Your response should be every line of the data, written out exactly.
START Entries supplied
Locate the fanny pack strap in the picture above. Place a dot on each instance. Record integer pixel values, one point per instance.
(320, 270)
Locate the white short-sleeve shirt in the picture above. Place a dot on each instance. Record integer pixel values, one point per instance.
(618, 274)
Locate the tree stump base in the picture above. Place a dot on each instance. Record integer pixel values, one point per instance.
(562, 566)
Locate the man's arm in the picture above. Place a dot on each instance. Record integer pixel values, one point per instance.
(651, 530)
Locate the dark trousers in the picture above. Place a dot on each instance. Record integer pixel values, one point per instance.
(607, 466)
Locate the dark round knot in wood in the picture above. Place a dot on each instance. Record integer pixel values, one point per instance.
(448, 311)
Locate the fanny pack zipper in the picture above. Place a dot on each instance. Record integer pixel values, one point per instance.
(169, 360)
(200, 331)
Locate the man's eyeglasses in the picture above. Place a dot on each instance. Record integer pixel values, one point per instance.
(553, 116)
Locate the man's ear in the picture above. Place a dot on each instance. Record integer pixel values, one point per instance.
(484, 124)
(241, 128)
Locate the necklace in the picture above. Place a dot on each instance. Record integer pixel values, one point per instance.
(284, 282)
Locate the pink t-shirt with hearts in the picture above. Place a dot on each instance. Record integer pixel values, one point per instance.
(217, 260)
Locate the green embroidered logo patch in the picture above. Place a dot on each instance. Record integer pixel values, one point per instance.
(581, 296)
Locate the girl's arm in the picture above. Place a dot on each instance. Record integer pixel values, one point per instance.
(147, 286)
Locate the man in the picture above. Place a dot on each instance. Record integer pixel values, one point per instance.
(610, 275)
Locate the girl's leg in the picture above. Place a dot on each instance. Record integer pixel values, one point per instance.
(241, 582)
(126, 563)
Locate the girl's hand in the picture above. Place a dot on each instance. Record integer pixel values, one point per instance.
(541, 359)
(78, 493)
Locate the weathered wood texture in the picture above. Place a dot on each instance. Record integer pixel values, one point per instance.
END Entries supplied
Answer
Locate the fanny pack strap in the picture above. Place a dot on each instance. Record integer pixel values, one point per instance.
(320, 270)
Locate the white short-sleeve shirt in the picture above. Place a dot on each instance. Record integer pixel values, one point per instance.
(618, 274)
Locate the tree stump base in the picture above. Place a dot on each instance. Record integer pixel values, one point per instance.
(562, 566)
Locate the man's arm in the picture above. Place a dot on each instance. Record integer pixel values, one point per instance.
(651, 530)
Locate the dark trousers in the picture above. Place a dot on each instance. Record integer pixel values, one point per instance.
(607, 466)
Locate the dark round knot in wood in the picture above. Place a dot on each instance. Record integer pixel values, one point per instance.
(448, 311)
Locate the fanny pack zipper in the picture above. Place a dot on each instance. Record integer pixel values, one point per instance.
(169, 360)
(200, 331)
Locate the man's eyeglasses in the picture above. Place a dot on each instance. Record integer pixel values, one point per instance.
(553, 116)
Locate the man's ear in the picture above. Place a dot on each instance. Record integer pixel values, one point per instance.
(484, 124)
(241, 128)
Locate the necklace in the picture above. Place a dot on each instance. Record integer pixel values, one point per instance.
(284, 282)
Locate the pink t-shirt with hearts in the picture above. Place a dot on each instance. Record integer pixel values, one point per instance.
(217, 260)
Locate the green embroidered logo patch in the picture above. Place a dot on each instance. Record integer pixel values, one point per instance.
(581, 296)
Locate the girl's arm in the picture above. Place a dot on each instance. Record integer pixel values, one point per instance.
(147, 286)
Locate the man in the picture above. Place a dot on each instance. Record integer pixel values, one point per instance.
(610, 275)
Locate the girl's leg in the picture above. Place a dot on each instance. Record integer pixel values, one point per instance.
(241, 582)
(126, 563)
Locate the girl's hand in the picture above. Place a dot on each instance. Record integer pixel values, one point per instance.
(541, 359)
(78, 493)
Locate the weathered wood texture in the picture above. Place a dot on each instance. Record integer pixel values, one point per instance.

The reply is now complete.